**SOURCE EXCERPT:**

The stories work best when the characters cross more than just a geographic boundary. The woman who gives her daughter up for adoption in “The Gift” never stops writing to the New York Children’s Aid Society, demanding her return, even as the girl grows to adulthood, marries and moves out of state. “The Lost Seed” describes a Puritan troublemaker, whose accusations of his neighbors’ sexual indecencies gradually focus inward in a paroxysm of guilt. 

Some plot points are difficult to believe, such as the slave and the owner’s wife who conspire to run away together in “Last Supper at Brown’s,” set in Civil War-era Texas. Yet each story is followed by a brief endnote describing its base in historical sources. Donoghue, who has a degree in 18th-century literature from Cambridge and further honed her research skills through years of writing historical fiction, has a gift for picking out the salient detail in newspaper clippings, documents and original correspondence, and transforming these archival scraps into fully fleshed-out tales.

**WHAT TO DO:**
(a) In the review excerpt, to which organization does the mother in "The Gift" keep writing?
(b) Retype the passage from the review excerpt, starting with "Some plot points" and going on through "fully fleshed-out tales.".
The material after this review excerpt comes from a separate source.

**DATA EXTRACT:**
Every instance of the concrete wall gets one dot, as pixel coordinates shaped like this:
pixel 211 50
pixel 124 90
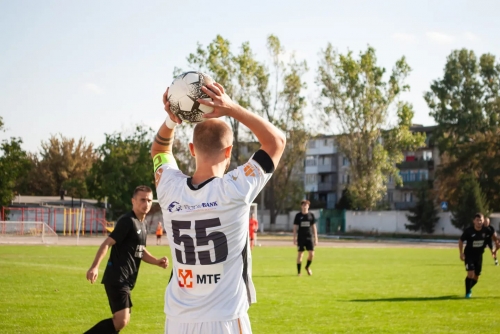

**TASK ANSWERS:**
(a) The New York Children's Aid Society.

(b)
Some plot points are difficult to believe, such as the slave and the owner’s wife who conspire to run away together in “Last Supper at Brown’s,” set in Civil War-era Texas. Yet each story is followed by a brief endnote describing its base in historical sources. Donoghue, who has a degree in 18th-century literature from Cambridge and further honed her research skills through years of writing historical fiction, has a gift for picking out the salient detail in newspaper clippings, documents and original correspondence, and transforming these archival scraps into fully fleshed-out tales.